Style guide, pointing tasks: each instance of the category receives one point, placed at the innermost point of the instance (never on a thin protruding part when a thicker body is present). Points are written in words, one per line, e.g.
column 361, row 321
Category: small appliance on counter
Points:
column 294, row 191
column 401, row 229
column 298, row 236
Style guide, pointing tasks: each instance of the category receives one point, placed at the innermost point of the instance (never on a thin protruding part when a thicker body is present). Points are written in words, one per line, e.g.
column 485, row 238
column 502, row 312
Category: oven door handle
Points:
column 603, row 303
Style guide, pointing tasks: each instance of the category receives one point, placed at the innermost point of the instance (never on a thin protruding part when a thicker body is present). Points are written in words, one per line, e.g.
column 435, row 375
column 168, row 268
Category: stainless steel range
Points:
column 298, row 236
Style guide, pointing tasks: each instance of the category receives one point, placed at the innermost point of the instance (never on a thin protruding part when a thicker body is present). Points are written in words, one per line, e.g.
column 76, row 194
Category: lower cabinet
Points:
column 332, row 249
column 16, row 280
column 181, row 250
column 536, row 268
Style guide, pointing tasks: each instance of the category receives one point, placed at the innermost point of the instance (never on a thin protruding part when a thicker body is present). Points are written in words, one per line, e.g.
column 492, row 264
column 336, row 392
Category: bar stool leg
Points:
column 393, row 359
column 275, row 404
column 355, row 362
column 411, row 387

━━━━━━━━━━

Problem statement:
Down to the last character, restate every record.

Task result:
Style guide, pointing tasks: each instance of the category receives one point, placed at the innermost point of the instance (never on a thin protruding part when a thicker body is present). Points are written in words, one per line, e.g.
column 361, row 321
Category: small appliance on counter
Points:
column 294, row 191
column 401, row 229
column 298, row 236
Style guide, pointing tasks: each instance of the category receives one point, placed at the innermost point of the instance (never on a thin protruding part when a thicker body is present). Points are written in words, one per line, e.g.
column 485, row 238
column 502, row 312
Category: oven door handle
Points:
column 603, row 303
Style guide, pointing tasks: each instance of the category receives one point, placed at the innermost point of the instance (never on a thin protruding part when a thicker body is present). Points are written in words, one per line, e.g.
column 435, row 375
column 168, row 268
Category: stainless steel range
Points:
column 298, row 236
Style guide, pointing tasks: each instance of the category receives one point, placed at the innermost point of the instance (never on a thin protruding part when a thicker body is present). Points are written in words, one per line, e.g.
column 76, row 194
Category: lower cabinet
Points:
column 332, row 249
column 16, row 280
column 181, row 250
column 536, row 268
Style guide, pointing tasks: each instance of the category receives one point, placed at the innermost point of the instance (never on a thin protruding part when a thicker body is present). Points are written in words, one per line, e.g.
column 492, row 264
column 336, row 392
Category: bar stool leg
Points:
column 393, row 359
column 275, row 404
column 355, row 362
column 411, row 387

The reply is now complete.